* What you will do
Restate each of the lines below word for word and drop every picture.

═══ Material

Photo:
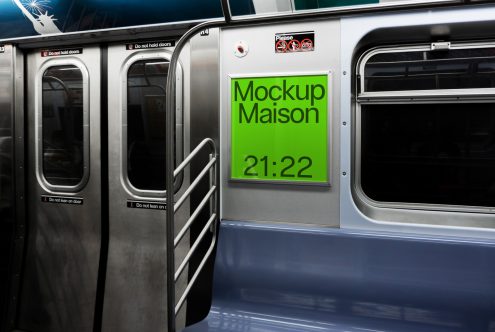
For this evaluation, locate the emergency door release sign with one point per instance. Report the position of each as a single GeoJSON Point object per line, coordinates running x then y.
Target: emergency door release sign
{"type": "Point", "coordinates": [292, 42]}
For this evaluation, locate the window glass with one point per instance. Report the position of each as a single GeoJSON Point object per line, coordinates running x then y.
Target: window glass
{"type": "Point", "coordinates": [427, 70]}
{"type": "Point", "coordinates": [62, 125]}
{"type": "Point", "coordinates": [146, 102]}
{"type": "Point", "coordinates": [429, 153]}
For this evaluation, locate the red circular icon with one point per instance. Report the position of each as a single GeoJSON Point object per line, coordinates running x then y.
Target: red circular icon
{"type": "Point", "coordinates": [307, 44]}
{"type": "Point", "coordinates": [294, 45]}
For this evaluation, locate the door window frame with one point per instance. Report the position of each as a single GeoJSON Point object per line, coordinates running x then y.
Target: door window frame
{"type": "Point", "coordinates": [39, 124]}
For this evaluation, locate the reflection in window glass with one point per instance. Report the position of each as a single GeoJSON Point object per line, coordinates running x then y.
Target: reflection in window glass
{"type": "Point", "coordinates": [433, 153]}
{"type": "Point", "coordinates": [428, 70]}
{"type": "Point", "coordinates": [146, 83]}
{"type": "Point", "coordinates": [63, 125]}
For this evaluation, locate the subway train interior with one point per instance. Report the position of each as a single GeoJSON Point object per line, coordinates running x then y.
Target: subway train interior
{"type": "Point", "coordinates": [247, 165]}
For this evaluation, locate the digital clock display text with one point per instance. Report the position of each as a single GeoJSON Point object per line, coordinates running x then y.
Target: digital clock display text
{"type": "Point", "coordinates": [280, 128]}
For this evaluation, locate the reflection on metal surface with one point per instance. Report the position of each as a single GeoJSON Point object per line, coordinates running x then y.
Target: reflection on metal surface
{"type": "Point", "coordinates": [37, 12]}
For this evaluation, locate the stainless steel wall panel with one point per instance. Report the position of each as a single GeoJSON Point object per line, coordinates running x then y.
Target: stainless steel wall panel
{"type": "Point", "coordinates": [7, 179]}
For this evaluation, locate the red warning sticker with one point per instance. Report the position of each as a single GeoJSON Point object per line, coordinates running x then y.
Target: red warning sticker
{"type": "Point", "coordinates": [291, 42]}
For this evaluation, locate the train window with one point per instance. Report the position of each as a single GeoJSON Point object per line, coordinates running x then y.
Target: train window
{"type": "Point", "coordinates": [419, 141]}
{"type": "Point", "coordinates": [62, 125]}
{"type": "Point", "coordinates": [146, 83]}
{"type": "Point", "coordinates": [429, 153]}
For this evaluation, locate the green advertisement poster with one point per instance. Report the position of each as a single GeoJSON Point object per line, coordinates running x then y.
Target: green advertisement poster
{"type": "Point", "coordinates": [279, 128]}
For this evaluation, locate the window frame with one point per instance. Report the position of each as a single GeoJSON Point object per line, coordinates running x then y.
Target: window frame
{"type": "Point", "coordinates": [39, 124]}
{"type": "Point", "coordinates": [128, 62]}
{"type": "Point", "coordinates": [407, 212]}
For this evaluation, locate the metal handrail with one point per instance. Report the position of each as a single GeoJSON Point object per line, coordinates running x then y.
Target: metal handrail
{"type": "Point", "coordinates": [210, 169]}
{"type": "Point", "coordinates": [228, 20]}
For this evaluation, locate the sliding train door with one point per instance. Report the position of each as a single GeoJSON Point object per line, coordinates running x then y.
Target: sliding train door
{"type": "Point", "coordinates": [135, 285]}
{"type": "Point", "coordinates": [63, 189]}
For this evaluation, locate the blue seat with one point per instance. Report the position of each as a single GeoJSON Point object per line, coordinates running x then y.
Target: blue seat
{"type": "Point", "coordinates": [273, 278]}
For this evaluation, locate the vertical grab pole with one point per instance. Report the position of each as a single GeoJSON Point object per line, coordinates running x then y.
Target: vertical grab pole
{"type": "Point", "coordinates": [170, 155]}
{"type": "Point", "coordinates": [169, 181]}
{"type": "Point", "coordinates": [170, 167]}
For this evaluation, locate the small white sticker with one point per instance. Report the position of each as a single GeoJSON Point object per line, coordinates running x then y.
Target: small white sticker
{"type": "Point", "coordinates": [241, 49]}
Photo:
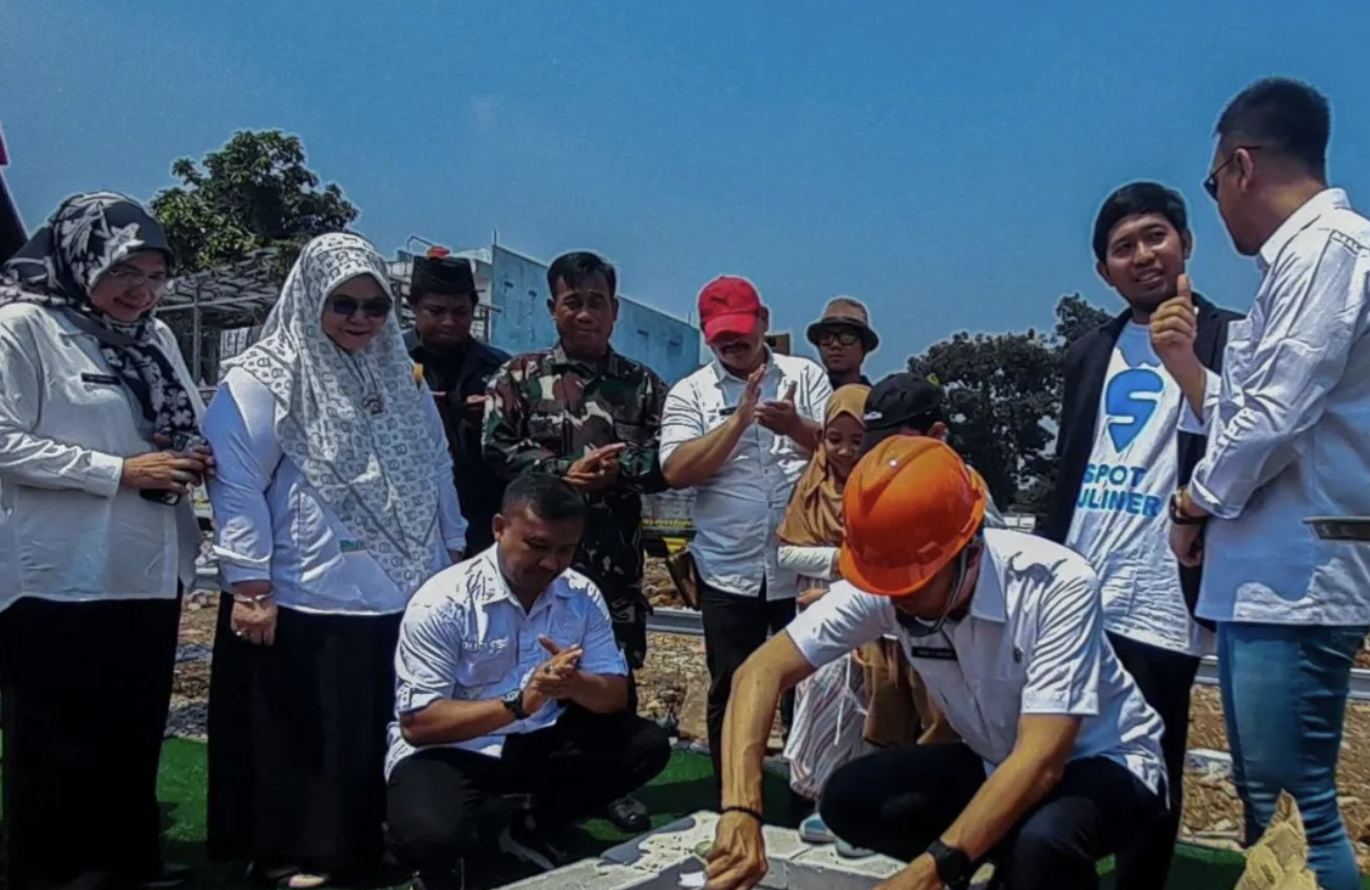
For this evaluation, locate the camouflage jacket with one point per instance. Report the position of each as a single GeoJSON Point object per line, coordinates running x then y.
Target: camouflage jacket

══════

* Worked solution
Photo:
For this evaluation, locate the emergency door release sign with one point per instance. Report the position of each as a single GeoJSON Point object per line, coordinates running x then y.
Target: emergency door release sign
{"type": "Point", "coordinates": [292, 42]}
For this evaluation, locate the window glass with one point per instance. Report the position of each as a single GeoJSON Point object per line, coordinates running x then y.
Target: window glass
{"type": "Point", "coordinates": [427, 70]}
{"type": "Point", "coordinates": [62, 125]}
{"type": "Point", "coordinates": [146, 102]}
{"type": "Point", "coordinates": [429, 153]}
For this evaluation, locate the red circular icon with one point per instance. Report the position of each as a single GeoJSON Point object per line, coordinates running x then y.
Target: red circular icon
{"type": "Point", "coordinates": [307, 44]}
{"type": "Point", "coordinates": [294, 45]}
For this evaluation, locate the door window frame with one point per instance. Report the position of each as a single GeoJSON Point object per line, coordinates running x then y.
Target: door window frame
{"type": "Point", "coordinates": [39, 124]}
For this evaluation, locate the reflection in window glass with one point per instance. Report the position of each as a single GeoJSON Point object per line, coordinates running x then y.
Target: reflection in window glass
{"type": "Point", "coordinates": [433, 153]}
{"type": "Point", "coordinates": [428, 70]}
{"type": "Point", "coordinates": [146, 83]}
{"type": "Point", "coordinates": [63, 125]}
For this evaluation, locate the subway train interior with one point per instance. Report the position of each as a single GeoJSON Point object per line, coordinates running x then y.
Target: subway train interior
{"type": "Point", "coordinates": [247, 165]}
For this evaluation, locate the digital clock display text with one point per instance. Report the position of each as a single GeoJSON Point object per line, coordinates running x then y.
Target: digital clock display text
{"type": "Point", "coordinates": [280, 128]}
For this evaluation, locate the reflection on metal surface with one point per instance. Report the position of each as a single GeoJSON Point object per line, coordinates running x then y.
Target: reflection on metal surface
{"type": "Point", "coordinates": [37, 12]}
For this evaluation, locate the stainless steel wall panel with one point per instance. Report the position of each as a single GeoJSON Point object per line, coordinates running x then y.
Target: stainless steel wall panel
{"type": "Point", "coordinates": [7, 179]}
For this evaluation, locate the red warning sticker with one point per instance. Report the position of each as a single GeoJSON Point object per line, coordinates running x then y.
Target: red warning sticker
{"type": "Point", "coordinates": [291, 42]}
For this evaluation, locate the train window with one point per instance. Report the position of each as a single GeoJSON Point object per line, coordinates running x then y.
Target: train window
{"type": "Point", "coordinates": [419, 141]}
{"type": "Point", "coordinates": [62, 125]}
{"type": "Point", "coordinates": [146, 83]}
{"type": "Point", "coordinates": [429, 153]}
For this evaluation, locate the green advertisement poster with one point per instance. Report the position of each as a single GeoJSON Point object per line, coordinates running x then y.
Target: green advertisement poster
{"type": "Point", "coordinates": [279, 128]}
For this evaluation, locate the window frame with one point per instance. Report the position of each as a single GeoJSON Point object per line, coordinates running x then y.
Target: window frame
{"type": "Point", "coordinates": [39, 124]}
{"type": "Point", "coordinates": [128, 62]}
{"type": "Point", "coordinates": [407, 212]}
For this evaluation, locate the metal handrail with one point per instance. Report the position of each as a single GeoJSON Point object per line, coordinates running x then y.
Target: metal handrail
{"type": "Point", "coordinates": [210, 169]}
{"type": "Point", "coordinates": [228, 20]}
For this evaluation, locate the sliding train door with one point per instance. Report the position of each as a single GeoJSON Point object per line, coordinates running x then y.
Target: sliding train door
{"type": "Point", "coordinates": [135, 285]}
{"type": "Point", "coordinates": [63, 189]}
For this evaluation, locate the blue seat with one point per instance. Report the position of each as a single GeoJSON Point object per line, coordinates running x then y.
Target: blue seat
{"type": "Point", "coordinates": [273, 278]}
For this evaluation, locate the vertical grab pole with one point per instance. Report the position of each as a single GeoJSON Point object per line, coordinates running x then y.
Target: vertical grab pole
{"type": "Point", "coordinates": [170, 155]}
{"type": "Point", "coordinates": [169, 181]}
{"type": "Point", "coordinates": [170, 167]}
For this evaluation, locate the small white sticker with one point per instance. Report the position of each as a single GeoJSON Point object per line, coordinates running x then y.
Target: small white sticker
{"type": "Point", "coordinates": [241, 49]}
Photo:
For this evaluation, locate the camouflage jacket with one point per instance. Report the position of each as a single GeoJSON Point object per line, coordinates running x then y.
Target: camouflage jacket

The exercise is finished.